> [INSTRUKSI TERTULIS 1]
Susunlah baris-baris catatan, mulai dari baris yang memuat "the red strawberry" dan berakhir pada akhir catatan, sebagai tabel Markdown dengan kolom No. untuk nomor urut dan kolom Baris untuk isi barisnya. Baris kosong tidak perlu dimasukkan.

> [ARTIKEL]
====================
BANGKA BELITUNG, JOURNALARTA.Com – Kurun 10 tahun era otonomi daerah adalah masa yang luar biasa eksploitasi terhadap sumber daya alam tambang. Dampak kerusakan lingkungan, penyelundupan, hingga korupsi sumber daya alam merajalela. Bahkan, PT Timah Tbk (TINS) yang merupakan perusahaan negara sebagai pemain utama timah terjungkal oleh sepak terjang pelaku bisnis timah swasta.
Indonesia Corruption Watch (ICW) mengungkapkan rendahnya data ekspor timah yang tercatat di Indonesia dengan data di negara importir menjadi indikasi adanya kerugian negara yang timbul akibat ekspor timah ilegal.
Selama tahun 2013, disinyalir Indonesia mengalami kerugian akibat penyelundupan timah sebesar USD 362.752 juta, diduga impor timah illegal mencapai 301.800 ton (Sumber: Koran Tempo, 2014).
Sebelum tahun 2006, biji timah (ore) dapat diekspor secara bebas. Bahkan ore sering dicampur dengan pasir untuk menghindari pembayaran royalti. Larangan ekspor tin ore diberlakukan sejak tahun 2006, mendorong para smelter berinvestasi mesin tannur untuk memproses tin ore menjadi timah batangan kemudian diekspor.
Kandungan stannum (Sn) pada produk timah batangan yang diekspor cukup bervariasi. Mulai dari timah murni sampai timah batangan dengan kandungan Sn yang rendah (crude tin), sesuai dengan permintaan buyer. Timah batangan yang dihasilkan smelter banyak yang memiliki kandungan Sn rendah, untuk dijual ke trading Singapura dengan cara ijon (dibayar dimuka).
====================
> [CATATAN LATIHAN]
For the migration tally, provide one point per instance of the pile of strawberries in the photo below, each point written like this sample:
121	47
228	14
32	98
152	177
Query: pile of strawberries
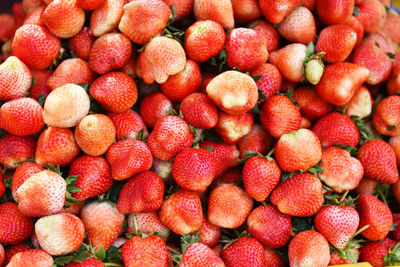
199	133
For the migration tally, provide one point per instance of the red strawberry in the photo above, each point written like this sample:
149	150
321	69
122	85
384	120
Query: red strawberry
====================
> [INSTRUKSI TERTULIS 2]
Kutip bagian artikel tentang ekspor timah, mulai dari "Indonesia Corruption Watch" dan berakhir pada "batangan kemudian diekspor.".

> [PENYELESAIAN TUGAS 1]
| No. | Baris |
|---|---|
| 1 | For the migration tally, provide one point per instance of the red strawberry in the photo above, each point written like this sample: |
| 2 | 149	150 |
| 3 | 321	69 |
| 4 | 122	85 |
| 5 | 384	120 |
| 6 | Query: red strawberry |

> [PENYELESAIAN TUGAS 2]
Indonesia Corruption Watch (ICW) mengungkapkan rendahnya data ekspor timah yang tercatat di Indonesia dengan data di negara importir menjadi indikasi adanya kerugian negara yang timbul akibat ekspor timah ilegal.
Selama tahun 2013, disinyalir Indonesia mengalami kerugian akibat penyelundupan timah sebesar USD 362.752 juta, diduga impor timah illegal mencapai 301.800 ton (Sumber: Koran Tempo, 2014).
Sebelum tahun 2006, biji timah (ore) dapat diekspor secara bebas. Bahkan ore sering dicampur dengan pasir untuk menghindari pembayaran royalti. Larangan ekspor tin ore diberlakukan sejak tahun 2006, mendorong para smelter berinvestasi mesin tannur untuk memproses tin ore menjadi timah batangan kemudian diekspor.